» **PAGE**
In re AJW Offshore, Ltd.

Decision Date19 March 2013
Docket NumberNos. 13–70078–ast, 13–70082–ast, 13–70085–ast, 13–70087–ast.,s. 13–70078–ast, 13–70082–ast, 13–70085–ast, 13–70087–ast.
Citation488 B.R. 551
PartiesIn re AJW OFFSHORE, LTD., et al., Debtors in Foreign Proceedings.
CourtU.S. Bankruptcy Court — Eastern District of New York

OPINION TEXT STARTS HERE

Angela J. Somers, William T. Reid, IV, Reid Collins & Tsai LLP, New York, NY, R. Adam Swick, Reid Collins & Tsai LLP, Austin, TX, for Debtors.

MEMORANDUM OPINION AUTHORIZING ADDITIONAL RELIEF PURSUANT TO 11 U.S.C. § 1521

ALAN S. TRUST, Bankruptcy Judge.

» **RECORDED DATA**
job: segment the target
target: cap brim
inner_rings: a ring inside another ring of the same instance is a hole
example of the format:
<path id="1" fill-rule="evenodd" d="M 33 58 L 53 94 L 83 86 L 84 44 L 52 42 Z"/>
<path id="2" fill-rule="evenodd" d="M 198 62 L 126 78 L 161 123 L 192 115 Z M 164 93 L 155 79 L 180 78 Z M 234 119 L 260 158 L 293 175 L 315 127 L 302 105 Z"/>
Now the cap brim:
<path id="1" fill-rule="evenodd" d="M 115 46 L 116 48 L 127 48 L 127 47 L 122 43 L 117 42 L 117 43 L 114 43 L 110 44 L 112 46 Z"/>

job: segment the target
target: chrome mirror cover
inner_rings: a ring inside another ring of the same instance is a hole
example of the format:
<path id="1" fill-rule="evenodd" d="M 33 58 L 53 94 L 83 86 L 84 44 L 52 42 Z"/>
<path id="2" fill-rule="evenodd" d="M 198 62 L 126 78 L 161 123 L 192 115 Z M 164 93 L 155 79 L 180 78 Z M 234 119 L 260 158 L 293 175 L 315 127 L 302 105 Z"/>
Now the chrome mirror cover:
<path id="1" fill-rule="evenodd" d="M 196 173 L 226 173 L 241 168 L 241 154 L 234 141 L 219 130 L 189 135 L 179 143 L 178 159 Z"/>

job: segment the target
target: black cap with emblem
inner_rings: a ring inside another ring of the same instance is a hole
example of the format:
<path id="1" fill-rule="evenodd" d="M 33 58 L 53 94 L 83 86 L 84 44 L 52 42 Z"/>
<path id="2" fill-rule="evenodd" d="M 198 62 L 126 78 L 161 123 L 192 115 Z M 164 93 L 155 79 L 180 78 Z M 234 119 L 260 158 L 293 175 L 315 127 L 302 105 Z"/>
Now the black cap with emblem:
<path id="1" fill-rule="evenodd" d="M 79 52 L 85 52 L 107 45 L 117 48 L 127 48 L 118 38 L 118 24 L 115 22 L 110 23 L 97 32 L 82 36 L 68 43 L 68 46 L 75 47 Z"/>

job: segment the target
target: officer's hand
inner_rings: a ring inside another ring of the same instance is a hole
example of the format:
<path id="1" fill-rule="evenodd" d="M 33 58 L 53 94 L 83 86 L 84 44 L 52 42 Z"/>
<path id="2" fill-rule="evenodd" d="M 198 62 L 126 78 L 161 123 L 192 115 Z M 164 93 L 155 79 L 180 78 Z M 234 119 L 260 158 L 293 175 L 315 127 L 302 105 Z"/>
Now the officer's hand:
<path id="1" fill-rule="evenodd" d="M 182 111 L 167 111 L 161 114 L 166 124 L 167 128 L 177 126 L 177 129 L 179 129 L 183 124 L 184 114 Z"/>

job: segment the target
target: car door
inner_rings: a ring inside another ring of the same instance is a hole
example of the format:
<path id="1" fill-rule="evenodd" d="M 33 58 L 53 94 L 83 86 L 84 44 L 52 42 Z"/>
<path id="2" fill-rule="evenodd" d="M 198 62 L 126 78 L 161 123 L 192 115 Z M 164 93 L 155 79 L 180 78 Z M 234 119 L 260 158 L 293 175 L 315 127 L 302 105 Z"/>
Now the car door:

* * *

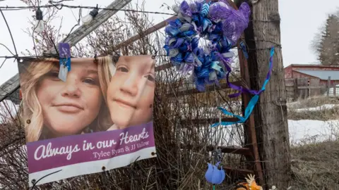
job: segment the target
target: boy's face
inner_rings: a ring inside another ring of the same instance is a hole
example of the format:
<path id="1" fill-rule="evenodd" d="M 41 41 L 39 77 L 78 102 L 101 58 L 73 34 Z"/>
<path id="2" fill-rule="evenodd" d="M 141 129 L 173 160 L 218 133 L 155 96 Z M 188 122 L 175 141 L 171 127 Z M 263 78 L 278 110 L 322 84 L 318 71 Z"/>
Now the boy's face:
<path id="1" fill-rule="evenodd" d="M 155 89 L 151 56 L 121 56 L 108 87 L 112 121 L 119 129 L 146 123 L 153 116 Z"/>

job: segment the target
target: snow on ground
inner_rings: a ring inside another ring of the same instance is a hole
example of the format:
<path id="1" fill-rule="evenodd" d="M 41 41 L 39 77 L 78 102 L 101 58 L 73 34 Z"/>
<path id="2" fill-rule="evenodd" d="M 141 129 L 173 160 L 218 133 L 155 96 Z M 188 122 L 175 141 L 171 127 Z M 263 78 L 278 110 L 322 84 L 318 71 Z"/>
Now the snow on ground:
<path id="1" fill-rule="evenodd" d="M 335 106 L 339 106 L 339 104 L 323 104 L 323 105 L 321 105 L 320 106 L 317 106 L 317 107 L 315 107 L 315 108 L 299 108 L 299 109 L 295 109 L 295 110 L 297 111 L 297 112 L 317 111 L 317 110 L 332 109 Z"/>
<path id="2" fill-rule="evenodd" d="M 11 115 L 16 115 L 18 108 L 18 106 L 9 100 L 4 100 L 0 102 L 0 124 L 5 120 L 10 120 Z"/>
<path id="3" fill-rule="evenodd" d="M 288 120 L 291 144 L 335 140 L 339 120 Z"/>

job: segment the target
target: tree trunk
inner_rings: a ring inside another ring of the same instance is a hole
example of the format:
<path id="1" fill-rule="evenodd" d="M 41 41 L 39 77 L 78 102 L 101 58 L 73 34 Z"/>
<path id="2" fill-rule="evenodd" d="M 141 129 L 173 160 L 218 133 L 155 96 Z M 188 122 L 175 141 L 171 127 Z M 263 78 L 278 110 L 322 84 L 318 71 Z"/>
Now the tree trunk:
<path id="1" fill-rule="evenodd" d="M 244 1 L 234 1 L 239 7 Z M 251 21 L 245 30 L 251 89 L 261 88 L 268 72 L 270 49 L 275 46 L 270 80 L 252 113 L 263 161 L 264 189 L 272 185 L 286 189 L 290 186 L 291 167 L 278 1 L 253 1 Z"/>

» **EXERCISE TASKS**
A. Using the AJW Offshore case header, decide whether each statement agrees with it, answering yes or no and quoting the words that settle it: (i) the case was heard by the bankruptcy court for the Eastern District of New York; (ii) Reid Collins & Tsai LLP appeared for the creditors; (iii) the memorandum opinion authorizes relief under 11 U.S.C. § 1521.
B. Update the AJW Offshore case header from the words "CourtU.S. Bankruptcy Court" through the words "TX, for Debtors.", putting "Reid Collins LLP" wherever "Reid Collins & Tsai LLP" appears.
C. Go on with the AJW Offshore court opinion from the point where it stops.
The rows have no connection to the AJW Offshore case header.

» **SOLVED TASKS**
A.
(i) Yes: "U.S. Bankruptcy Court — Eastern District of New York"
(ii) No: "Reid Collins & Tsai LLP, Austin, TX, for Debtors"
(iii) Yes: "MEMORANDUM OPINION AUTHORIZING ADDITIONAL RELIEF PURSUANT TO 11 U.S.C. § 1521"

B.
CourtU.S. Bankruptcy Court — Eastern District of New York

OPINION TEXT STARTS HERE

Angela J. Somers, William T. Reid, IV, Reid Collins LLP, New York, NY, R. Adam Swick, Reid Collins LLP, Austin, TX, for Debtors.

C.
Pending before this Court is the general request of the duly appointed foreign representatives in these four Chapter 15 cases for additional relief pursuant to 11 U.S.C. § 1521(a)1, including the right to seek turnover of estate assets and records under §§ 542 and 543, authority to conduct discovery, and entrustment with the administration and realization of estate assets. For the reasons stated below, this Court will grant the additional relief sought, conditioned in accordance with § 1522 on the requirement that the foreign representatives file a motion on notice to seek specific turnover or specific discovery.

Jurisdiction

This Court has jurisdiction over this core proceeding pursuant to 28 U.S.C. §§ 1334(a) and 157(b)(2)(A), (O) and (P), and the Standing Orders of Reference in effect in the Eastern District of New York dated August 28, 1986, and as amended on December 5, 2012, but made effective nunc pro tunc as of June 23, 2011.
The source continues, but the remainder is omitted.